What the task requires: Return the whole listing, line for line, without the pictures in it.

Given information:
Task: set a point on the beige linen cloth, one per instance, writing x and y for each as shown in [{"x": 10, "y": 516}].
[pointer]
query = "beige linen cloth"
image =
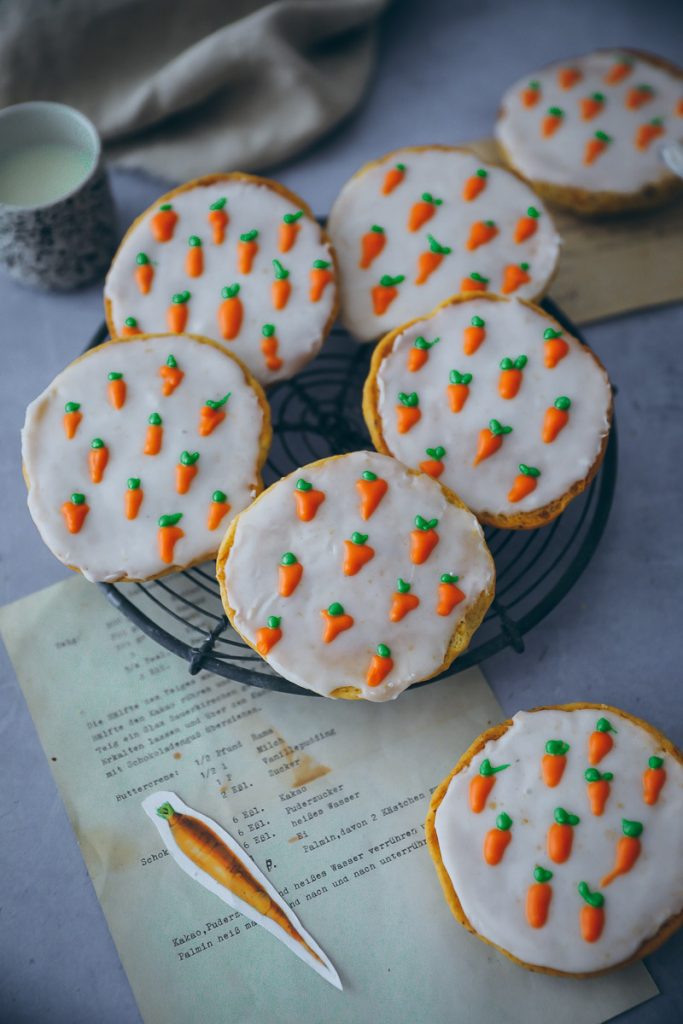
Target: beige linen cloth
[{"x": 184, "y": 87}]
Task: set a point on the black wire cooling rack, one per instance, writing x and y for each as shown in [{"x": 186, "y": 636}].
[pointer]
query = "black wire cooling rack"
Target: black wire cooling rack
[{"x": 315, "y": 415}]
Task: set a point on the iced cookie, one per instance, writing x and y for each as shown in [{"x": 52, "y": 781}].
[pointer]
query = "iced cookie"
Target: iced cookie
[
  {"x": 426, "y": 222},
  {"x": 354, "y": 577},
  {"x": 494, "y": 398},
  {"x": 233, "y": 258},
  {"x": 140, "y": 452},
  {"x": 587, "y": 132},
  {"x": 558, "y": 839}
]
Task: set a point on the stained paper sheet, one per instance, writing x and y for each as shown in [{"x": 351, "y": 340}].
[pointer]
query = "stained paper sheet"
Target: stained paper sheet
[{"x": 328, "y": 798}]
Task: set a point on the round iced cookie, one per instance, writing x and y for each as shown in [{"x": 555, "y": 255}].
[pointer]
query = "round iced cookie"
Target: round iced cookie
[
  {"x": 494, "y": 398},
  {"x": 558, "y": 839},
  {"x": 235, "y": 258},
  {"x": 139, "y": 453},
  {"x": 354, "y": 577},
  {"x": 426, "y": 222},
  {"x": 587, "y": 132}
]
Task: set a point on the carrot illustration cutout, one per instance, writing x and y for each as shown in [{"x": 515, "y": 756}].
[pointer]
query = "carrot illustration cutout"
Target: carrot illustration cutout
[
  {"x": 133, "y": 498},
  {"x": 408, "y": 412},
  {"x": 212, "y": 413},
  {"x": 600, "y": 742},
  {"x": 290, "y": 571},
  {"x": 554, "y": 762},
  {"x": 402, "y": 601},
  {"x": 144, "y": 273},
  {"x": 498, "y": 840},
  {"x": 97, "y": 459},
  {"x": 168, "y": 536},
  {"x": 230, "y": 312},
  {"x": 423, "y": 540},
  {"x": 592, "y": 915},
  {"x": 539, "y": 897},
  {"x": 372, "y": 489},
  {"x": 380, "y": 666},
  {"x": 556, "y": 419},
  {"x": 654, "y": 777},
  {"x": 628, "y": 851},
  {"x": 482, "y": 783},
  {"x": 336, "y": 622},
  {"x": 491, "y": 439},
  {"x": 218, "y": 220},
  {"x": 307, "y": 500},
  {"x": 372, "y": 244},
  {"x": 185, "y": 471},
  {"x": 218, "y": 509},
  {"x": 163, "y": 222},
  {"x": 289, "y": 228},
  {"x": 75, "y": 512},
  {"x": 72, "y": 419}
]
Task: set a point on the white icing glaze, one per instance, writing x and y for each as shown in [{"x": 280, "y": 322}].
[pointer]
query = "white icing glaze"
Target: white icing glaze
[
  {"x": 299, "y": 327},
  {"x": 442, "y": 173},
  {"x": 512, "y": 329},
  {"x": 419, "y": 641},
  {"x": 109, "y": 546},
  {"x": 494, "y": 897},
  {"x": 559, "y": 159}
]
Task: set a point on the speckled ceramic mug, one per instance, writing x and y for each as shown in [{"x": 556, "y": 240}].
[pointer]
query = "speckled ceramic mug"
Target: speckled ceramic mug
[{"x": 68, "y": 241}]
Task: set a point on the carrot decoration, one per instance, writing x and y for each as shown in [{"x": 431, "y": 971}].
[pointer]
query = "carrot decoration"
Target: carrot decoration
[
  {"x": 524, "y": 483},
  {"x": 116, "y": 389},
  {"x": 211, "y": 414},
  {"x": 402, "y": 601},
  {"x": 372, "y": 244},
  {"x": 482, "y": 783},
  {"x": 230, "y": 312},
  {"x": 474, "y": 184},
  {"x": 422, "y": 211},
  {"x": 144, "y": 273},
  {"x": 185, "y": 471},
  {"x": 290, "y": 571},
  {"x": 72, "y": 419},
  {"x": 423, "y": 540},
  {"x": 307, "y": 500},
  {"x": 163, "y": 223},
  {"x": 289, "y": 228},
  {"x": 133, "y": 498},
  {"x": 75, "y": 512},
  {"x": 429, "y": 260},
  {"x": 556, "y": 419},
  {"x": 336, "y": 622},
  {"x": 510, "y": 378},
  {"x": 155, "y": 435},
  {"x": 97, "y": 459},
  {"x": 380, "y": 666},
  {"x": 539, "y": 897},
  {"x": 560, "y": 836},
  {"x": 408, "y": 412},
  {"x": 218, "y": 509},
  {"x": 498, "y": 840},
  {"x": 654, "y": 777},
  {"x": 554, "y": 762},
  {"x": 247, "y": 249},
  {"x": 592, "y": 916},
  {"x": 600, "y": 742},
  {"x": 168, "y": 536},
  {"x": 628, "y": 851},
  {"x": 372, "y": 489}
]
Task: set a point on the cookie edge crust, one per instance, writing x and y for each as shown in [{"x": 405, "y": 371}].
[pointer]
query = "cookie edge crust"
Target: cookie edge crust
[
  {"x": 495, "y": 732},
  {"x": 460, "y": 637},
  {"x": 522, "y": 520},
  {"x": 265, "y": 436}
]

Finished exercise:
Task: set a point on the beige linen cloth, one per instance, writing x and y for each as shown in [{"x": 10, "y": 516}].
[pointer]
query = "beige linen cloth"
image =
Target: beige linen cloth
[{"x": 184, "y": 87}]
Task: set a point on the black wire cooling rack, one per instance, writing x and y for each as shown in [{"x": 186, "y": 636}].
[pointer]
query = "black wire cooling rack"
Target: black wire cooling rack
[{"x": 315, "y": 415}]
Task: set a point on the iced cookie, one per instance, writing x and y for each as shown in [{"x": 52, "y": 781}].
[pointer]
query = "iced cookie"
Target: iced cookie
[
  {"x": 426, "y": 222},
  {"x": 354, "y": 577},
  {"x": 494, "y": 398},
  {"x": 233, "y": 258},
  {"x": 140, "y": 452},
  {"x": 587, "y": 132},
  {"x": 558, "y": 839}
]
Task: set a point on the stained paper sheet, one per instance, writing x and y for each as shown in [{"x": 351, "y": 340}].
[pointer]
query = "stained paper sheet"
Target: stained paper sheet
[{"x": 328, "y": 798}]
Task: set a point on the round iced cookie, one per instance, writing x and y for each as shown in [{"x": 555, "y": 255}].
[pointer]
query = "round iced cookie"
Target: round iced cookie
[
  {"x": 494, "y": 398},
  {"x": 558, "y": 839},
  {"x": 235, "y": 258},
  {"x": 139, "y": 453},
  {"x": 354, "y": 577},
  {"x": 426, "y": 222},
  {"x": 587, "y": 132}
]
Task: set a point on the carrot illustration cutout, one per instance, writing x and y for each as shown in [{"x": 515, "y": 756}].
[pointer]
query = "carrot illustration cutout"
Target: carrot illustration cutout
[
  {"x": 133, "y": 498},
  {"x": 408, "y": 412},
  {"x": 212, "y": 413},
  {"x": 600, "y": 742},
  {"x": 290, "y": 571},
  {"x": 554, "y": 762},
  {"x": 402, "y": 601},
  {"x": 144, "y": 273},
  {"x": 498, "y": 840},
  {"x": 97, "y": 459},
  {"x": 168, "y": 536},
  {"x": 230, "y": 312},
  {"x": 423, "y": 540},
  {"x": 592, "y": 915},
  {"x": 539, "y": 897},
  {"x": 372, "y": 489},
  {"x": 380, "y": 666},
  {"x": 556, "y": 419},
  {"x": 654, "y": 777},
  {"x": 628, "y": 851},
  {"x": 482, "y": 783},
  {"x": 336, "y": 622},
  {"x": 491, "y": 439},
  {"x": 218, "y": 220},
  {"x": 307, "y": 500},
  {"x": 372, "y": 244},
  {"x": 185, "y": 471},
  {"x": 218, "y": 509},
  {"x": 163, "y": 222},
  {"x": 289, "y": 228},
  {"x": 75, "y": 512},
  {"x": 72, "y": 419}
]
Task: set a point on the white icing glaze, one per instance, writing x and y for each as shown in [{"x": 280, "y": 322}].
[pointer]
query = "white icing glaze"
Target: white icing glaze
[
  {"x": 299, "y": 327},
  {"x": 442, "y": 173},
  {"x": 512, "y": 329},
  {"x": 419, "y": 641},
  {"x": 109, "y": 546},
  {"x": 494, "y": 897},
  {"x": 559, "y": 159}
]
Task: set a point on the speckled ceramic mug, one per instance, writing x and y for each as shown in [{"x": 556, "y": 240}].
[pointer]
query = "speckled ceramic mug"
Target: speckled ceramic mug
[{"x": 68, "y": 241}]
Task: set a point on the carrot decoration, one per instance, writing x and y for each as shown in [{"x": 431, "y": 971}].
[pointer]
query = "carrot decoration"
Target: carrot decoration
[
  {"x": 524, "y": 483},
  {"x": 116, "y": 389},
  {"x": 211, "y": 414},
  {"x": 402, "y": 601},
  {"x": 372, "y": 244},
  {"x": 482, "y": 783},
  {"x": 230, "y": 312},
  {"x": 474, "y": 184},
  {"x": 422, "y": 211},
  {"x": 144, "y": 273},
  {"x": 185, "y": 471},
  {"x": 290, "y": 571},
  {"x": 72, "y": 419},
  {"x": 423, "y": 540},
  {"x": 307, "y": 500},
  {"x": 163, "y": 223},
  {"x": 289, "y": 228},
  {"x": 133, "y": 498},
  {"x": 75, "y": 512},
  {"x": 429, "y": 260},
  {"x": 556, "y": 419},
  {"x": 336, "y": 622},
  {"x": 510, "y": 378},
  {"x": 155, "y": 435},
  {"x": 97, "y": 459},
  {"x": 380, "y": 666},
  {"x": 539, "y": 897},
  {"x": 560, "y": 836},
  {"x": 408, "y": 412},
  {"x": 218, "y": 509},
  {"x": 498, "y": 840},
  {"x": 654, "y": 777},
  {"x": 554, "y": 762},
  {"x": 247, "y": 249},
  {"x": 592, "y": 916},
  {"x": 600, "y": 742},
  {"x": 168, "y": 536},
  {"x": 628, "y": 851},
  {"x": 372, "y": 489}
]
Task: set a point on the cookie edge crust, one per instance, writing x and y for each as shown in [{"x": 405, "y": 371}].
[pointer]
query = "cookie edge crust"
Target: cookie edge crust
[
  {"x": 495, "y": 732},
  {"x": 460, "y": 637},
  {"x": 522, "y": 520},
  {"x": 265, "y": 436}
]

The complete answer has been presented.